→ PROVIDED TEXT
==========

I have this scenario. OS is UNIX. There are a bunch of files on Server A. The need is to FTP these files(they are in XML format) to server B, parse them and store the values retrieved from specific tags to a DB. Current implementation of the parser in perl is such that the files are processed sequentially. Can a multi-threading concept in java be used here so that the fetching can be made faster?
The fetching and the processing are distinct steps.
For the fetching step, fetching more than one file at a time would give you increased speed only if the files are small. Otherwise, you will be limited by the bandwidth of the connection between the two machines even when transferring only one file at once.
For the processing step: if the files are not related, yes, you will see a speed up by processing more than one in unison (if the server is not itself an older single-core non-hyperthreaded machine).
Neither of these changes require switching to Java. That is a separate concern.
Yes, it will increase performance significantly. You have two I/O operations (FTP, database access) and some threads can use processor cores for parsing while others are waiting during I/O operations.
I had to do almost same task in Java. High Level Concurrency Objects helped me a lot. Particularly I used ThreadPoolExecutor
through Executors.newFixedThreadPool(concurrentCount);
.
Each FTP-file was downloaded using a new FTP connection. Advantage is that you save time of connection initiation and file requesting as another process is using your bandwidth at that time.
For FTP-related tasks I used org.apache.commons.net.ftp.FTPClient
Edit: you can start XML processing immediately after download is complete by using Future.get()
method.

==========

→ EXCERPTED DATA
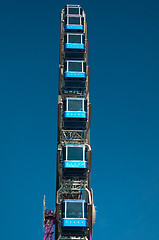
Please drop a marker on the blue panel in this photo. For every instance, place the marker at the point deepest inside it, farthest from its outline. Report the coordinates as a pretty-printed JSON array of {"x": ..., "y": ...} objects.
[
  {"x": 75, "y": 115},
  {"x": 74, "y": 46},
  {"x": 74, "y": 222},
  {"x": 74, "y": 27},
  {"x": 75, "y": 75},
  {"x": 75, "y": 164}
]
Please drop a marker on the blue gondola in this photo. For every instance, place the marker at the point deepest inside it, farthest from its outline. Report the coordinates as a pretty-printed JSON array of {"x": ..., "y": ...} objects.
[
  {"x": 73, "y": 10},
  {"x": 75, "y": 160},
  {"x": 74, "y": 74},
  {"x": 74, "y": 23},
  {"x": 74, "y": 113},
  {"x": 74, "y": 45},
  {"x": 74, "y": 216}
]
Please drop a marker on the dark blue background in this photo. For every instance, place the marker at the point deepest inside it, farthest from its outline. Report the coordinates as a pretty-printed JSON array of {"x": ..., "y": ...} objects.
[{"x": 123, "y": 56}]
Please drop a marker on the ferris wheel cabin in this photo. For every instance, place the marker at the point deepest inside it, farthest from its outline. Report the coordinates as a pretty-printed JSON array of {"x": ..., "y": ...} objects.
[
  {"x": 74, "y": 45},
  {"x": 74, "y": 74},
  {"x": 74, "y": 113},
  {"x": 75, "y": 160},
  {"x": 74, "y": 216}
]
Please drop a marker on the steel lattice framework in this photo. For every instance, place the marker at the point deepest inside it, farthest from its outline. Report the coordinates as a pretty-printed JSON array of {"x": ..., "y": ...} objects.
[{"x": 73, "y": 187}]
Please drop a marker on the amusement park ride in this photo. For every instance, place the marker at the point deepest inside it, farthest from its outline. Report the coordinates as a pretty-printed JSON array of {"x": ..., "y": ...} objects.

==========

→ TO BE DONE
Set down, word for word, the stretch of the thread on multithreaded FTP transfers and XML parsing from "For the fetching" through "single-core non-hyperthreaded machine).".

→ RESULT OF THIS TASK
For the fetching step, fetching more than one file at a time would give you increased speed only if the files are small. Otherwise, you will be limited by the bandwidth of the connection between the two machines even when transferring only one file at once.
For the processing step: if the files are not related, yes, you will see a speed up by processing more than one in unison (if the server is not itself an older single-core non-hyperthreaded machine).